## Texte de la page
..............................
LAZARE ZOUNGRANA, PREMIER RESPONSABLE DE LA CROIX-ROUGE BURKINABE : « Nous intervenons de façon neutre et impartiale»
Selon les projections de 2018, davantage de personnes vont être affectées par la crise humanitaire qui fragilise des millions de personnes dans 5 pays du Sahel. Au Burkina Faso, entre 14 et 15 000 personnes ont déjà quitté leurs localités respectives du fait de la violence terroriste. La situation humanitaire est difficile. Nous avons rencontré le premier responsable de la Croix-Rouge burkinabè, Lazare Zoungrana, pour parler de l’appui que son institution apporte à la population du Sahel.
« Le Pays » : Comment appréciez-vous la situation humanitaire actuelle au Sahel ?
Lazare Zoungrana : Vous savez bien que cette zone du Burkina Faso a toujours été en proie à des difficultés sur le plan humanitaire au regard de l’hostilité de l’environnement et des catastrophes récurrentes voire endémiques auxquelles les populations font face d’année en année. Cet état de fait rend les populations du Sahel encore plus vulnérables lorsque la zone enregistre d’autres types de crises comme celles engendrées par les violences armées. En effet, même en temps normal, l’insécurité alimentaire, le manque d’eau et les problèmes de santé étaient le lot des préoccupations des populations qui, de nos jours, doivent composer avec la crise sécuritaire dans la recherche de leur pitance quotidienne. Il est vrai que la situation n’a pas encore été qualifiée au regard du droit international humanitaire mais, tous ces éléments mis ensemble, nous autorisent à dire que la zone du Sahel est dans une situation de crise complexe.
..............................
## Données d'annotation d'images
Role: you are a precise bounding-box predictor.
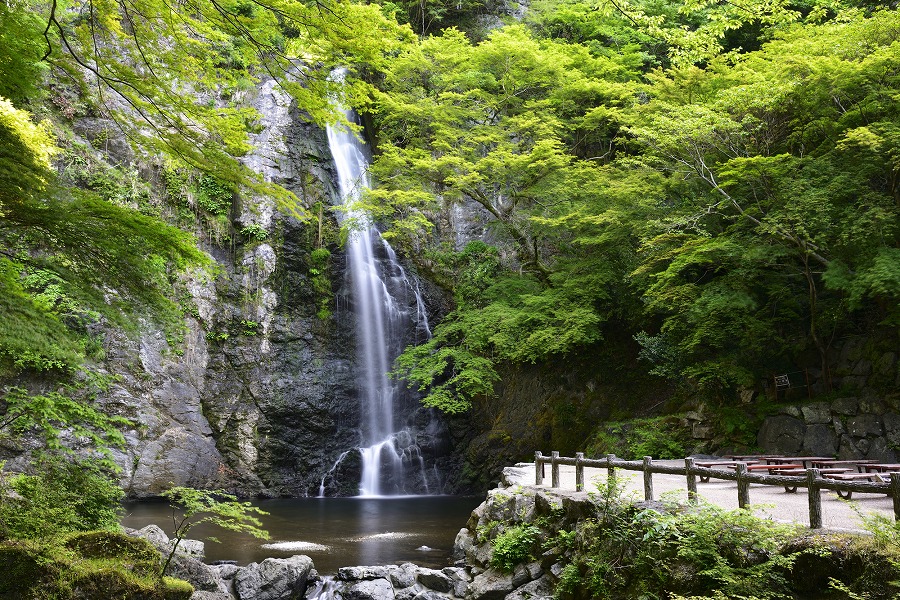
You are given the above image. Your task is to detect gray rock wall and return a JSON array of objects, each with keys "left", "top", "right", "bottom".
[
  {"left": 68, "top": 81, "right": 464, "bottom": 498},
  {"left": 757, "top": 397, "right": 900, "bottom": 462}
]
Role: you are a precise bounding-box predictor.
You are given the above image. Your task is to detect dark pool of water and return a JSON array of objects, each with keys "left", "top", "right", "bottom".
[{"left": 122, "top": 496, "right": 482, "bottom": 574}]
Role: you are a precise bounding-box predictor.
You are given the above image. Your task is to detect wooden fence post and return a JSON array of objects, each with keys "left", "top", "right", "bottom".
[
  {"left": 575, "top": 452, "right": 584, "bottom": 492},
  {"left": 806, "top": 469, "right": 822, "bottom": 529},
  {"left": 550, "top": 450, "right": 559, "bottom": 487},
  {"left": 891, "top": 473, "right": 900, "bottom": 521},
  {"left": 644, "top": 456, "right": 653, "bottom": 502},
  {"left": 684, "top": 457, "right": 697, "bottom": 504},
  {"left": 737, "top": 463, "right": 750, "bottom": 508}
]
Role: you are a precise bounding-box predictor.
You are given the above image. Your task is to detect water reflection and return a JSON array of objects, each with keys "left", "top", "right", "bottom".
[{"left": 122, "top": 496, "right": 482, "bottom": 574}]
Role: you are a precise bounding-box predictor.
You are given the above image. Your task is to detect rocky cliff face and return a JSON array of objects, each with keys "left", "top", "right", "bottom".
[{"left": 61, "top": 82, "right": 464, "bottom": 498}]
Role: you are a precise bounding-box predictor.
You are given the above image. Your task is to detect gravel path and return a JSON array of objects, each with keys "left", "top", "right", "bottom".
[{"left": 506, "top": 460, "right": 894, "bottom": 531}]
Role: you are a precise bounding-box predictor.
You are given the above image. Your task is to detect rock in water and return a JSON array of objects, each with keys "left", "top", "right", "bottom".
[{"left": 234, "top": 555, "right": 313, "bottom": 600}]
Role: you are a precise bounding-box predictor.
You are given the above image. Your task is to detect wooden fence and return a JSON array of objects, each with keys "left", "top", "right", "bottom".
[{"left": 534, "top": 452, "right": 900, "bottom": 529}]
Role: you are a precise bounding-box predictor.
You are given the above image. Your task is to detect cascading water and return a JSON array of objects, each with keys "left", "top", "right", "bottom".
[{"left": 321, "top": 95, "right": 433, "bottom": 496}]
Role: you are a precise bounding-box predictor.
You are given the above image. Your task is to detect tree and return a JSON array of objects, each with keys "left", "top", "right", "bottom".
[{"left": 160, "top": 487, "right": 269, "bottom": 577}]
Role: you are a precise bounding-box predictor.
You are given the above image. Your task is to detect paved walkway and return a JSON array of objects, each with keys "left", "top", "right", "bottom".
[{"left": 507, "top": 460, "right": 894, "bottom": 531}]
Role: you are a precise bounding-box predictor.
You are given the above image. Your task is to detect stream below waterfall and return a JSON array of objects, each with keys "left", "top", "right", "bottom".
[{"left": 121, "top": 496, "right": 483, "bottom": 574}]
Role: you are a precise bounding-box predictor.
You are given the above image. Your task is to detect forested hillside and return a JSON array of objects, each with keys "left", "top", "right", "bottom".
[
  {"left": 368, "top": 1, "right": 900, "bottom": 411},
  {"left": 0, "top": 0, "right": 900, "bottom": 492}
]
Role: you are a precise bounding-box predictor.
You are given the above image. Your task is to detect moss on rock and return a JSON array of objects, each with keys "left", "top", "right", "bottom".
[{"left": 0, "top": 531, "right": 194, "bottom": 600}]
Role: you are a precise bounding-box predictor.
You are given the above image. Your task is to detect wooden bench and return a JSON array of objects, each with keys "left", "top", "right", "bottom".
[
  {"left": 778, "top": 467, "right": 859, "bottom": 494},
  {"left": 694, "top": 460, "right": 745, "bottom": 483},
  {"left": 728, "top": 464, "right": 804, "bottom": 473},
  {"left": 820, "top": 471, "right": 891, "bottom": 500}
]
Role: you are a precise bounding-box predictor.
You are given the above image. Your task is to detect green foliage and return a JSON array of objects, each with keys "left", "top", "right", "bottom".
[
  {"left": 196, "top": 175, "right": 234, "bottom": 215},
  {"left": 491, "top": 524, "right": 541, "bottom": 572},
  {"left": 0, "top": 531, "right": 194, "bottom": 600},
  {"left": 0, "top": 3, "right": 46, "bottom": 104},
  {"left": 241, "top": 223, "right": 269, "bottom": 242},
  {"left": 370, "top": 0, "right": 900, "bottom": 411},
  {"left": 557, "top": 491, "right": 798, "bottom": 600},
  {"left": 309, "top": 248, "right": 334, "bottom": 321},
  {"left": 0, "top": 385, "right": 131, "bottom": 456},
  {"left": 0, "top": 457, "right": 124, "bottom": 539},
  {"left": 160, "top": 487, "right": 269, "bottom": 576}
]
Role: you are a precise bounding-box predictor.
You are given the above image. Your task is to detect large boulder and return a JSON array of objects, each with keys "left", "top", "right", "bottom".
[
  {"left": 757, "top": 415, "right": 806, "bottom": 455},
  {"left": 803, "top": 424, "right": 838, "bottom": 456},
  {"left": 342, "top": 579, "right": 394, "bottom": 600},
  {"left": 234, "top": 555, "right": 313, "bottom": 600},
  {"left": 125, "top": 525, "right": 228, "bottom": 593}
]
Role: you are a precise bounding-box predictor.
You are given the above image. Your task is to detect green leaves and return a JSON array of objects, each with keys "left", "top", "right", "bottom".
[{"left": 159, "top": 486, "right": 269, "bottom": 578}]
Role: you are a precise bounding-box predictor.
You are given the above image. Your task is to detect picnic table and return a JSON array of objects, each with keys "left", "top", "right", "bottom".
[
  {"left": 823, "top": 471, "right": 890, "bottom": 500},
  {"left": 778, "top": 467, "right": 859, "bottom": 498},
  {"left": 694, "top": 460, "right": 749, "bottom": 483},
  {"left": 764, "top": 456, "right": 832, "bottom": 467},
  {"left": 728, "top": 463, "right": 804, "bottom": 473},
  {"left": 860, "top": 463, "right": 900, "bottom": 473},
  {"left": 722, "top": 454, "right": 784, "bottom": 462},
  {"left": 810, "top": 458, "right": 878, "bottom": 473}
]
..............................
## Tâche courte 1
Dans l'entretien, énumérez tous les problèmes qui, selon Lazare Zoungrana, préoccupaient déjà les populations du Sahel « même en temps normal ».
## Tâche courte 2
Répondez à ces questions sur l'entretien :
(a) Combien de pays du Sahel la crise humanitaire fragilise-t-elle ?
(b) Au Burkina Faso, combien de personnes ont déjà quitté leurs localités à cause de la violence terroriste ?
(c) Comment Lazare Zoungrana qualifie-t-il la situation de la zone du Sahel à la fin de sa réponse ?
## Tâche courte 3
Poursuivez l'entretien avec Lazare Zoungrana à partir de sa dernière réponse.

## Réponse 1
- L'insécurité alimentaire
- Le manque d'eau
- Les problèmes de santé

## Réponse 2
(a) Cinq pays.
(b) Entre 14 et 15 000 personnes.
(c) Il la qualifie de « situation de crise complexe ».

## Réponse 3
Sur le plan humanitaire, quels sont les besoins réels de la population du Sahel ?
Les sécheresses, les inondations, les attaques des sauterelles et des oiseaux granivores font que cette zone est frappée de façon récurrente par l’insécurité alimentaire. Les problèmes d’eau sont des préoccupations de longue date qui entraînent des problèmes d’hygiène et d’assainissement. La malnutrition aigüe est présente au Sahel. On parle toujours de la rareté des pluies mais, il y a des moments où, quand il pleut, cela provoque rapidement des inondations. Au-delà des humains, les animaux subissent également les mêmes problèmes étant donné que c’est une zone d’élevage. Je dirai finalement que ce sont les moyens d’existence même des populations qui sont sérieusement touchés au Sahel. Le plus grand besoin en réalité n’est autre que la stabilité de la zone, c’est-à-dire la paix. C’est cette paix qui donne l’assurance aux populations pour entreprendre et produire les moyens de leur existence. C’est par la stabilité de la zone que tous les acteurs, y compris les populations, seront en mesure de penser développement et victoire sur toutes les formes de souffrances humaines. Vous savez que cette zone accueille également des réfugiés maliens. Donc, la stabilité doit concerner toute la sous-région pour que l’on espère atténuer voire surmonter les conséquences des crises humanitaires. En fait, le Sahel est un concentré de beaucoup de problèmes humanitaires et ce, indépendamment des autres situations d’urgence qui sont venues s’ajouter au quotidien des populations.
Face à ces questions humanitaires, que font les différents acteurs pour venir en aide aux populations ?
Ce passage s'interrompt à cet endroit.